**GOAL**
Transcribe each line of the entries below character for character, with no changes.

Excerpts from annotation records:
──────

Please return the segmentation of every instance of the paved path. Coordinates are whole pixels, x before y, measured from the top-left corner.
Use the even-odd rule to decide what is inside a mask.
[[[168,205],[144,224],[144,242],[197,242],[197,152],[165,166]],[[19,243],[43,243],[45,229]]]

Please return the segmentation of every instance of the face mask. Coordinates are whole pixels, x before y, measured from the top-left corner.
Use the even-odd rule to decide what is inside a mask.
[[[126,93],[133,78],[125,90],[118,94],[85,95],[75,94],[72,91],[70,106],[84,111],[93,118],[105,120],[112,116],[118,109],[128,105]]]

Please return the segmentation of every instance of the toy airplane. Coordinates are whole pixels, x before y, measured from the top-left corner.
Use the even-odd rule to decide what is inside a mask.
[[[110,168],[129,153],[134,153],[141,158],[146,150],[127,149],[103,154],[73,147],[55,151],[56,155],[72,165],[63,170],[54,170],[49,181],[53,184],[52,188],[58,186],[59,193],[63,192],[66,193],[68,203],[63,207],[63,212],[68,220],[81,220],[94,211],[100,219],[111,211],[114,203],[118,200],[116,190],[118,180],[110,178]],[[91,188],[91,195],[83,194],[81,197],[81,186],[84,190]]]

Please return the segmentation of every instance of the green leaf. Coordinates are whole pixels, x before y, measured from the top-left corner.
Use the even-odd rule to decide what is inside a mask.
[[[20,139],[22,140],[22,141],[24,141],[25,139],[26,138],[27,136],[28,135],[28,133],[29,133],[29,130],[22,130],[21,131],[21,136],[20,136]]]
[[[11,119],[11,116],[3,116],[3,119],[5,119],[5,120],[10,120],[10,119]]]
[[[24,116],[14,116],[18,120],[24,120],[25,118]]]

──────

**SOLVED PROBLEM**
Please return the segmentation of every instance of the paved path. Coordinates are whole pixels, x before y, measured from the top-left corner.
Use the even-odd rule to decide what is inside a mask.
[[[168,205],[144,224],[144,242],[197,242],[197,152],[165,166]],[[19,243],[43,243],[45,229]]]

Please return the segmentation of every instance of the face mask. Coordinates are whole pixels, x before y, measured from the top-left corner.
Use the even-odd rule to decide what is inside a mask.
[[[126,93],[133,78],[125,90],[118,94],[85,95],[75,94],[72,91],[70,106],[84,111],[93,118],[105,120],[112,116],[118,109],[128,105]]]

Please return the segmentation of every instance of the toy airplane. Coordinates are whole pixels, x before y, measured from the top-left corner.
Use the even-odd rule to decide what is inside a mask.
[[[110,168],[129,153],[134,153],[141,158],[146,150],[127,149],[103,154],[73,147],[55,151],[56,155],[72,165],[63,170],[54,170],[49,181],[53,184],[52,188],[58,186],[59,193],[63,192],[66,193],[68,203],[63,207],[63,212],[68,220],[81,220],[94,211],[100,219],[111,211],[114,203],[118,200],[116,190],[118,180],[110,178]],[[91,188],[91,195],[83,194],[81,197],[81,186],[84,190]]]

Please return the segmentation of every instance of the green leaf. Coordinates are whole pixels, x before y, measured from the top-left corner.
Use the even-odd rule to decide what is inside a mask.
[[[20,139],[22,140],[22,141],[24,141],[25,139],[26,138],[27,136],[28,135],[28,133],[29,133],[29,130],[22,130],[21,131],[21,136],[20,136]]]
[[[11,119],[11,116],[3,116],[3,119],[5,119],[5,120],[10,120],[10,119]]]
[[[24,116],[14,116],[18,120],[24,120],[25,118]]]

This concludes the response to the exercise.